**Supplied records**
┌──

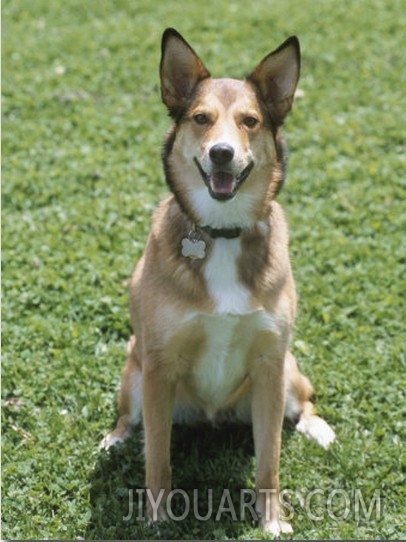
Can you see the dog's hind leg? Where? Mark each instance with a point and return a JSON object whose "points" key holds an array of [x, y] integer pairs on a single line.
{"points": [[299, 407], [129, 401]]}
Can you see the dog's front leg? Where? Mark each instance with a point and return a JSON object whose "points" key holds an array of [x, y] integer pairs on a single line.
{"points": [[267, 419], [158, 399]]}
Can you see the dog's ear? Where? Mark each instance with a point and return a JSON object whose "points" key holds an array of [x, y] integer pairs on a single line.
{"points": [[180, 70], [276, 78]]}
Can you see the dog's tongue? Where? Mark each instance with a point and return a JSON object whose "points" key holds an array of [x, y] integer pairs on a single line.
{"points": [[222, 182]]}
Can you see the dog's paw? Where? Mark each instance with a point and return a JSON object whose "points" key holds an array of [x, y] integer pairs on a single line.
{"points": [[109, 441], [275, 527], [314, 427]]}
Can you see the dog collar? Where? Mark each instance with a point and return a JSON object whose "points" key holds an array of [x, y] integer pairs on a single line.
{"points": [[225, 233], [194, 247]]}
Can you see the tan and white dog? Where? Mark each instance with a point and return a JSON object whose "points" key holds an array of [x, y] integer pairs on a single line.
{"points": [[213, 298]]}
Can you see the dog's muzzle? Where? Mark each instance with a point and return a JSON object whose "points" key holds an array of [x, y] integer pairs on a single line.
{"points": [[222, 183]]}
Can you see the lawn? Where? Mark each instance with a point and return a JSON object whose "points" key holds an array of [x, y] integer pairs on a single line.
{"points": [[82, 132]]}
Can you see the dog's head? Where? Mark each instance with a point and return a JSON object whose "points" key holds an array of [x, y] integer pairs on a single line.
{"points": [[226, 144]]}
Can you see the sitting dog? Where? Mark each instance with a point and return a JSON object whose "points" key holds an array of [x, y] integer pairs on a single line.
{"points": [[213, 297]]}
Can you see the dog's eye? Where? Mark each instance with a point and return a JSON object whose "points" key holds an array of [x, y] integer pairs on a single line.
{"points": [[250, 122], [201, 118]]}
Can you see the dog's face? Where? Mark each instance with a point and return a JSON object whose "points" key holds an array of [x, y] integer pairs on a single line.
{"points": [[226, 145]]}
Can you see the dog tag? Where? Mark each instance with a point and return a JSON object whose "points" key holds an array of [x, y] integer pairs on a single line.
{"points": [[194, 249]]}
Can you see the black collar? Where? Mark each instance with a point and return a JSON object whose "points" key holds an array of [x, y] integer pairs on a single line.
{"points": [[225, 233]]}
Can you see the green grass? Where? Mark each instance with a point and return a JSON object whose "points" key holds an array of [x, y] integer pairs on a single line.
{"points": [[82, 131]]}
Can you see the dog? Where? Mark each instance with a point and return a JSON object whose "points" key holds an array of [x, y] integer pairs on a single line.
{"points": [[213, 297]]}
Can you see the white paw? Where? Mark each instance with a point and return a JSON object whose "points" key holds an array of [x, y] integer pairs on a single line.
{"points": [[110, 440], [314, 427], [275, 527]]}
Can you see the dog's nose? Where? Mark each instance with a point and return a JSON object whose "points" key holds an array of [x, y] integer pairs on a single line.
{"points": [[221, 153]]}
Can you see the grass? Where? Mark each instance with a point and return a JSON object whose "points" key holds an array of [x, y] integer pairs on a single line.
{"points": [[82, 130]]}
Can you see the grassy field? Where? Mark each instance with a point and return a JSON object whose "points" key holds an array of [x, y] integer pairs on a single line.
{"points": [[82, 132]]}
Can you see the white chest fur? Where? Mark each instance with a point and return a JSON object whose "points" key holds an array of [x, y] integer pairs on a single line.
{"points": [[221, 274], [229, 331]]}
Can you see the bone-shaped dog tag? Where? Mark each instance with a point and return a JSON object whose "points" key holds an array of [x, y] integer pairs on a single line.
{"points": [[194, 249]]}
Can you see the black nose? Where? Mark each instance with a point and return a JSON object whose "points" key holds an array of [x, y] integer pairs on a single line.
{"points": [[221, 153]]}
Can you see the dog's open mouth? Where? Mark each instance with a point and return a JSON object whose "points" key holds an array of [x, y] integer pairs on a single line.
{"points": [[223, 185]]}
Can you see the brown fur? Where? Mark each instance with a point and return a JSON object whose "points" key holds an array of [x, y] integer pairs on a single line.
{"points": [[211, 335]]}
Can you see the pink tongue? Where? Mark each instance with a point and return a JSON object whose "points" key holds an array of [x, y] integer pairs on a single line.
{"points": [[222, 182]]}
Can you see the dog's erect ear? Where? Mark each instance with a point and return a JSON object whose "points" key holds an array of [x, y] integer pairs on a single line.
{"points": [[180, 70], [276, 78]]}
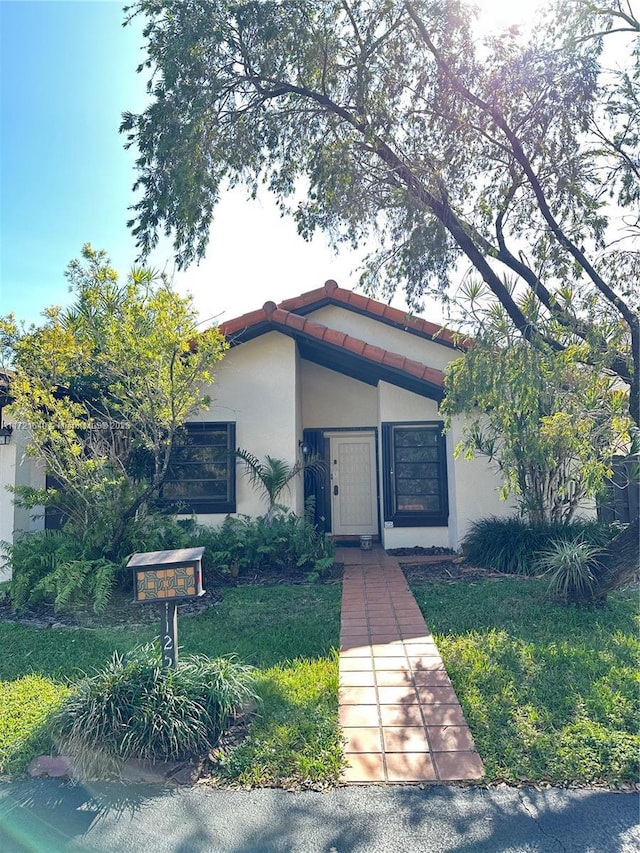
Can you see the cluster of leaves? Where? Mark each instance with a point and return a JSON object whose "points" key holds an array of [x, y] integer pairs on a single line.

└──
┌──

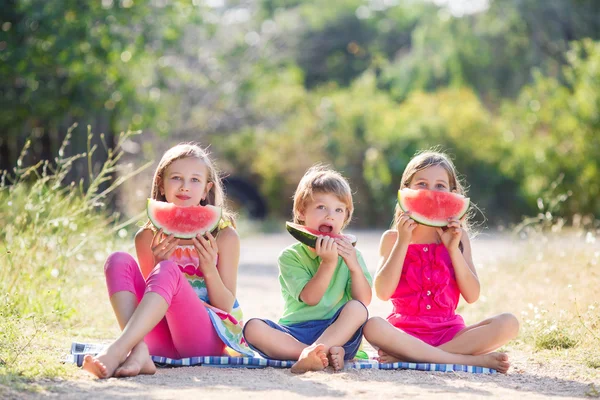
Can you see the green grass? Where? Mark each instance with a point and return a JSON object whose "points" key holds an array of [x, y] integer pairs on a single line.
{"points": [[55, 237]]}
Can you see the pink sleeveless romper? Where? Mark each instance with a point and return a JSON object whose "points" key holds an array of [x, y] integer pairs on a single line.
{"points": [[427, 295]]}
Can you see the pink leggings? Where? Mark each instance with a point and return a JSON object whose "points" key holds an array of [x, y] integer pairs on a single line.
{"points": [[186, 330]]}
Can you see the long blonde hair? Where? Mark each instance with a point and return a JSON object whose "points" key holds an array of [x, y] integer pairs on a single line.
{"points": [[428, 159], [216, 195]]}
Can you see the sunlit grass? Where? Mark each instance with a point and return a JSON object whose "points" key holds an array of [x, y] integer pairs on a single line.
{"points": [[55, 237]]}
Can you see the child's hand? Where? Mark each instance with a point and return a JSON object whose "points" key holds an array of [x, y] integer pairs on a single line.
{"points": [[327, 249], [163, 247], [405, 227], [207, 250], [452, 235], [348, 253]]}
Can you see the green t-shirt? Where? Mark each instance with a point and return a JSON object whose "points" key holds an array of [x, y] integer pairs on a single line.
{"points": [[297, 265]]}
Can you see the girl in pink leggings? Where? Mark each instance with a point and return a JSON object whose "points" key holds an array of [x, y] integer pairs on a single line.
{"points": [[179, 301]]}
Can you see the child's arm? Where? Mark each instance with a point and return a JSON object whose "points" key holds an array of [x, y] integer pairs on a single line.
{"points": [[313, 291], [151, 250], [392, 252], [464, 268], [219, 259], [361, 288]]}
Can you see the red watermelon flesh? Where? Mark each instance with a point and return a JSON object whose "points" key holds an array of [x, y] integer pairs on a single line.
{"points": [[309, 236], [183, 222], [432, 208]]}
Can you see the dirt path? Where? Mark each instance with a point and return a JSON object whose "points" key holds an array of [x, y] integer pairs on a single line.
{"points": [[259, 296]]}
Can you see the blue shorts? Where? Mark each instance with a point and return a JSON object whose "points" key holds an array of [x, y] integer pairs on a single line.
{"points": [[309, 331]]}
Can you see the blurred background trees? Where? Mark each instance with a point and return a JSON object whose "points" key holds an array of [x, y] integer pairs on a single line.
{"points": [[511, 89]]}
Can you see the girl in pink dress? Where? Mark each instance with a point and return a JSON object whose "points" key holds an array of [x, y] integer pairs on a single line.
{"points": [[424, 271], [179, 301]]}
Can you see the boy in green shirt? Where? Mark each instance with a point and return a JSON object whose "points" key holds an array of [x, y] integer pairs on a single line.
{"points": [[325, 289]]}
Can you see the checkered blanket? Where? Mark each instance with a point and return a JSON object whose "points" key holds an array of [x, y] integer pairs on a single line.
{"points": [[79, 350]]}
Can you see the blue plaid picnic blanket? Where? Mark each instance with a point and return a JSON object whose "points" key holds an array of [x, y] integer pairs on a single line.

└──

**Task details**
List every line of the data above that contains the word "pink".

**The completed task**
Can you see the pink tongue? Where? Mark each instance with a point and return a JSON object whose "points" key holds an array of [x, y] integer pairs on a single line.
Can you see the pink sleeveless romper? Where? Mark each instance with a point and return a JSON object whose "points" key holds an array of [x, y] integer pairs on a single line.
Can you see the pink leggings? Where? Mark each instance with a point and return a JSON object whose "points" key holds an array of [x, y] integer pairs on a single line.
Can you see the girl in pink leggings? Where? Mark each instance with a point and return a JSON object whose "points" key holds an array of [x, y] integer pairs on a single line.
Can you see the girl in pink dress? Where? Mark each instance with a point and return a JSON object whose "points" key holds an array of [x, y] integer pairs on a single line.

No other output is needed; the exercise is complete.